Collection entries
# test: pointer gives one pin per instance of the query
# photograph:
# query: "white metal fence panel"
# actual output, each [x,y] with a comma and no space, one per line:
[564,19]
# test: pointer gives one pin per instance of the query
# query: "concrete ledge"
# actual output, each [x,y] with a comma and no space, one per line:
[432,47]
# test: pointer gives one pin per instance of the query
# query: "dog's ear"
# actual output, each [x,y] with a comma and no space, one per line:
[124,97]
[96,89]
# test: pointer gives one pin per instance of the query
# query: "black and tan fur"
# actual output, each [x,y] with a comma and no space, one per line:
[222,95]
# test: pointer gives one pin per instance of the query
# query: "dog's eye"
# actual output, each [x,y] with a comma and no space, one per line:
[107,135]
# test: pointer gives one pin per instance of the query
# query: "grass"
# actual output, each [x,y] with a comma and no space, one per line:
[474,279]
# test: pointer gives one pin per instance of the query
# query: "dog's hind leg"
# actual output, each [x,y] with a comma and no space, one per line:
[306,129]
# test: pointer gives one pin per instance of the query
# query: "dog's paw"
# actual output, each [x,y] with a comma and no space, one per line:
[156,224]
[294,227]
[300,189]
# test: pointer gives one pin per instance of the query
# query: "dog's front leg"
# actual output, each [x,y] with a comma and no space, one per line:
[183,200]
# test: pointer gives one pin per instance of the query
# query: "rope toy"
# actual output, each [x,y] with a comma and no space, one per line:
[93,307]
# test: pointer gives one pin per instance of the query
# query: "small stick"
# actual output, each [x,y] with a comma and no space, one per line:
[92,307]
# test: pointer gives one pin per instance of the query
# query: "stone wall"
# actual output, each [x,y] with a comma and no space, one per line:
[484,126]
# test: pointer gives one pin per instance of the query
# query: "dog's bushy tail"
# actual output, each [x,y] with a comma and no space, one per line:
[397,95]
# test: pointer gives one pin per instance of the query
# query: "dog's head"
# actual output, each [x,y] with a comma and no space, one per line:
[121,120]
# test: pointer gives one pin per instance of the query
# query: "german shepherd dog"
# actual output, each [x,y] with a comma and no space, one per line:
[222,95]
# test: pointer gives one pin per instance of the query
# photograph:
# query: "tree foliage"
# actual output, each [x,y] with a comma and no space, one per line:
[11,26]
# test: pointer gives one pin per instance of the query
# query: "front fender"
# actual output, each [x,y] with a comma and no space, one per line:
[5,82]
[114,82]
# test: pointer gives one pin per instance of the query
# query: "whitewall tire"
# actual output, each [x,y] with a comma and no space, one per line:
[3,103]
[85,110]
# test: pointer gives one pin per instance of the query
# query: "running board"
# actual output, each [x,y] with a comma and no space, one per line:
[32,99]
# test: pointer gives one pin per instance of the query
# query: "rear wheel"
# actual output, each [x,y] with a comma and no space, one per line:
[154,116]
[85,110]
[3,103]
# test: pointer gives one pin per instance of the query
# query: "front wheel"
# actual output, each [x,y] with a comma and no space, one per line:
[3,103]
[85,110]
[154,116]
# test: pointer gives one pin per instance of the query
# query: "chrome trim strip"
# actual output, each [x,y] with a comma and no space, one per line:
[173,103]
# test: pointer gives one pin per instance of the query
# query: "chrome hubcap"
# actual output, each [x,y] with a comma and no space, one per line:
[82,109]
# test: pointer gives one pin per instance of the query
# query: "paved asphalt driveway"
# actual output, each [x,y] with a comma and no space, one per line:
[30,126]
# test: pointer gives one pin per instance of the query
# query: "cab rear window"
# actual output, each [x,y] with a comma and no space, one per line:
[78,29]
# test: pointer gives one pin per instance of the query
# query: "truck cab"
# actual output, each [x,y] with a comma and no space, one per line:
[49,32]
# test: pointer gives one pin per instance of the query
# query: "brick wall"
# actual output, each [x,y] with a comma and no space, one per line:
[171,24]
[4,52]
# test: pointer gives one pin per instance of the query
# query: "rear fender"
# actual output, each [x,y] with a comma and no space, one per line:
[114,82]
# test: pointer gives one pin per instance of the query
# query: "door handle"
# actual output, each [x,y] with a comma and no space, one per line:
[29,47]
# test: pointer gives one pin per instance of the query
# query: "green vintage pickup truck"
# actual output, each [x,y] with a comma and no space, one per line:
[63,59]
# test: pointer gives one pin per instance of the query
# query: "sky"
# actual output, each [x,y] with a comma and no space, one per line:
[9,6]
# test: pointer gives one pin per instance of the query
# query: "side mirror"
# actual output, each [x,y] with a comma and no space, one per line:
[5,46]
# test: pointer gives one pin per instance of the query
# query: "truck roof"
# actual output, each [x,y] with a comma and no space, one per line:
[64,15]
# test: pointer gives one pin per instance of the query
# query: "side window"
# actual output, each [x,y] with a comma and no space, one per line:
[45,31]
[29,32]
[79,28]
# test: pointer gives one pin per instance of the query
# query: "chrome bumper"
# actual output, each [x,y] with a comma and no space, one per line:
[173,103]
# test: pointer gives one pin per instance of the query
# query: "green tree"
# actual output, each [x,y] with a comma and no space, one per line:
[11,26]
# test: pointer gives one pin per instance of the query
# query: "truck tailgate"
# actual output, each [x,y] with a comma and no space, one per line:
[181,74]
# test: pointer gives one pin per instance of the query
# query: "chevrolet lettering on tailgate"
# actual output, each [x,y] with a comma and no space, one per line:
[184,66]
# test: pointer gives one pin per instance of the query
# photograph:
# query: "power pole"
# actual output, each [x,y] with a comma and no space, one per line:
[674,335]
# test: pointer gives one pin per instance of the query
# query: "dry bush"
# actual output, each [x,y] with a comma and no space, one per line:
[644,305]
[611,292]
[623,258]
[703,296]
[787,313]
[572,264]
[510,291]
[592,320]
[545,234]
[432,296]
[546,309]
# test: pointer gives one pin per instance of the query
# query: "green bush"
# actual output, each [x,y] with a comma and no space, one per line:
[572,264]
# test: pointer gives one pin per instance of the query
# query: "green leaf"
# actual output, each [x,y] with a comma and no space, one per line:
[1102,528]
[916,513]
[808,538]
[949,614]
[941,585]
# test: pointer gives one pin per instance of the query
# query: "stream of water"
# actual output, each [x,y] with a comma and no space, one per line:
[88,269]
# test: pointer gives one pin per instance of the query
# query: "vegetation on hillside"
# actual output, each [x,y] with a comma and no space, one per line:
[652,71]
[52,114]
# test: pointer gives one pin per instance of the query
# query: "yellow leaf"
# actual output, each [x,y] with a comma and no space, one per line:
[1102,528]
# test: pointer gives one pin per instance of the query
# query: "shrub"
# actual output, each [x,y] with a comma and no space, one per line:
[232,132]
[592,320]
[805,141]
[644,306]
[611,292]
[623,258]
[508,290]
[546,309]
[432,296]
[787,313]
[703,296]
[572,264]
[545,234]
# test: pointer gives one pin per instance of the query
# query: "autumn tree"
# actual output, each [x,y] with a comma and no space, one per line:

§ **Short exercise**
Repeat the preceding lines exactly, please, every one of them.

§ **Task output**
# test: pointer gives one pin per instance of the query
# photograph:
# query: "white metal fence panel"
# actual output, each [x,y] with a comma and no space, one per line:
[564,19]
# test: pointer gives one pin per instance of the query
# query: "concrete ledge"
# actual output, each [x,y] with a comma and no space, one per line:
[432,47]
# test: pointer gives one pin per instance of the query
# query: "dog's ear"
# actual output, each [x,y] with a comma and no space, one per line:
[124,97]
[96,89]
# test: pointer gives one pin per instance of the query
# query: "black and tan fur"
# actual output, each [x,y] with a comma and no space, one per line:
[222,95]
# test: pointer gives one pin per instance of the query
# query: "dog's eye"
# actual output, each [x,y] with a comma and no space, one per line:
[107,135]
# test: pointer gives one pin per instance of the query
# query: "grass"
# actual output, each [x,y] with a comma and no space, one per line:
[474,279]
# test: pointer gives one pin per instance of the query
# query: "dog's hind leg"
# actual output, each [x,y] with a comma and no space, one per line:
[306,129]
# test: pointer gives one pin per instance of the query
# query: "dog's paw"
# actual output, each [x,y] with a comma and no space, one per line:
[156,224]
[294,227]
[300,189]
# test: pointer gives one pin per instance of the query
# query: "dog's front leg"
# actual output, each [x,y] with a comma and no space, one per line:
[183,200]
# test: pointer gives one pin per instance of the query
# query: "rope toy"
# actual output, each [x,y] with a comma and no space, one per line:
[93,307]
# test: pointer gives one pin per instance of the query
# query: "small stick"
# actual output, each [x,y] with a comma and no space, one per line:
[92,307]
# test: pointer gives one pin per instance of the query
# query: "stone wall"
# actual output, each [x,y] with a comma and no space, one per line:
[484,126]
# test: pointer gives one pin per instance of the query
# query: "dog's bushy tail"
# actual output, each [x,y] with a comma and no space, one per line:
[397,95]
# test: pointer gives one pin per instance of the query
# query: "dog's head"
# actual output, each [x,y] with a comma and no space, one per line:
[121,120]
# test: pointer gives one pin per instance of the query
# query: "german shepherd dog"
# actual output, each [x,y] with a comma and no space, one per line:
[222,95]
# test: pointer gives one pin per instance of the query
# photograph:
# query: "tree foliage"
# actual output, each [x,y] with a comma and no space, one per line:
[11,26]
# test: pointer gives one pin per instance of the query
# query: "front fender"
# actual output, each [x,y] with a comma and no space, one per line:
[5,82]
[114,82]
# test: pointer gives one pin per instance of the query
# query: "whitewall tire"
# actual output, each [x,y] with a comma and no space, one per line:
[3,103]
[85,110]
# test: pointer gives one pin per instance of the query
# query: "running board"
# actual output, each [x,y] with a comma and no space, one per line:
[32,99]
# test: pointer gives one pin per instance of the query
# query: "rear wheel"
# actual output, each [x,y] with a comma and no space, one per line:
[154,116]
[85,110]
[3,103]
# test: pointer gives one pin per instance of the query
# query: "front wheel"
# actual output, each [x,y] with a comma and no space, one per line:
[3,103]
[85,110]
[154,116]
# test: pointer gives one pin per instance of the query
# query: "chrome trim strip"
# actual output, each [x,y] with a comma and no space, one per line:
[173,103]
# test: pointer gives one pin per instance of the query
# query: "chrome hubcap"
# actual output, each [x,y] with a comma and no space, one per line:
[82,109]
# test: pointer gives one pin per instance of the query
# query: "paved asphalt driveway"
# actual output, each [x,y] with a comma and no space, one per line:
[30,126]
# test: pointer gives one pin per instance of the query
# query: "cab rear window"
# actual output, each [x,y] with a comma and no space, one per line:
[78,29]
# test: pointer gives one pin per instance of the query
# query: "truck cab"
# actual output, each [x,y] with a comma and no space, one per line:
[49,32]
# test: pointer gives one pin per instance of the query
# query: "brick wall"
# actual output, each [x,y] with a comma and no space, one per line:
[171,24]
[4,52]
# test: pointer gives one pin per instance of the query
# query: "rear fender"
# actual output, each [x,y] with a comma and no space, one per line:
[114,82]
# test: pointer gives one pin per instance of the query
# query: "door handle"
# actual output, each [x,y] with a comma and no space, one per line:
[29,47]
# test: pointer gives one pin per instance of the query
# query: "green vintage pickup truck"
# actual output, each [x,y] with a comma and no space, one per line:
[63,59]
# test: pointer gives one pin per instance of the query
# query: "sky"
# actual output, each [x,y] with a comma and no space, one per line:
[9,6]
# test: pointer gives one pin per instance of the query
# query: "side mirror"
# actual output, each [x,y] with a comma and no space, one per line:
[5,46]
# test: pointer gives one pin per instance of the query
# query: "truck roof"
# actual output, each [x,y] with a comma and no space, one per line:
[64,15]
# test: pointer gives one pin per instance of the query
# query: "side window"
# actual output, each [x,y] with a comma and no space, one per line:
[45,31]
[29,32]
[79,28]
# test: pointer gives one pin per instance of the query
# query: "chrome bumper"
# actual output, each [x,y] with a comma and no space, one per line:
[173,103]
# test: pointer gives one pin per instance of the query
# query: "green tree"
# actual output, each [x,y] with a comma and no space, one per line:
[11,26]
# test: pointer gives one pin per instance of the query
# query: "truck tailgate"
# actual output, each [x,y] with a comma and no space, one per line:
[181,74]
# test: pointer gives one pin per instance of the query
# query: "chevrolet lettering on tailgate"
# actual output, each [x,y] with a comma and no space, one per line:
[184,66]
# test: pointer gives one pin per instance of the query
# photograph:
# query: "power pole"
# actual output, each [x,y] with a comma and no space, one per line:
[674,335]
# test: pointer gives one pin per instance of the query
# query: "dry bush"
# actual output, each [x,y] with a comma and no space, one per line:
[644,305]
[611,292]
[623,258]
[703,296]
[787,313]
[572,264]
[510,291]
[592,320]
[545,234]
[432,296]
[546,309]
# test: pointer gives one pin per instance of the query
# query: "green bush"
# actual output, each [x,y] with a comma and no space, one per line:
[572,264]
# test: pointer gives one pin per instance of the query
# query: "green leaf"
# actual output, each [x,y] with a comma and no space, one per line:
[1102,528]
[916,513]
[808,538]
[949,614]
[941,585]
# test: pointer gives one pin per instance of the query
# query: "stream of water"
# actual output, each [x,y] with a comma and no space, one per line:
[88,269]
# test: pointer gives one pin per instance of the query
# query: "vegetation on hillside"
# actual output, each [x,y] with a comma and no space, one per line:
[652,71]
[52,114]
# test: pointer gives one pin per instance of the query
# query: "yellow leaf"
# actual output, each [x,y] with a comma and no space, one per line:
[1102,528]
# test: pointer gives one pin per instance of the query
# query: "shrub"
# actual output, each [x,y] with a comma and no space, one per line:
[232,132]
[592,320]
[805,141]
[644,306]
[611,292]
[623,258]
[508,290]
[546,309]
[432,296]
[787,313]
[703,296]
[572,264]
[545,234]
# test: pointer gives one pin per instance of the query
# query: "autumn tree"
# actual output, each [x,y] with a comma and no space, one per line:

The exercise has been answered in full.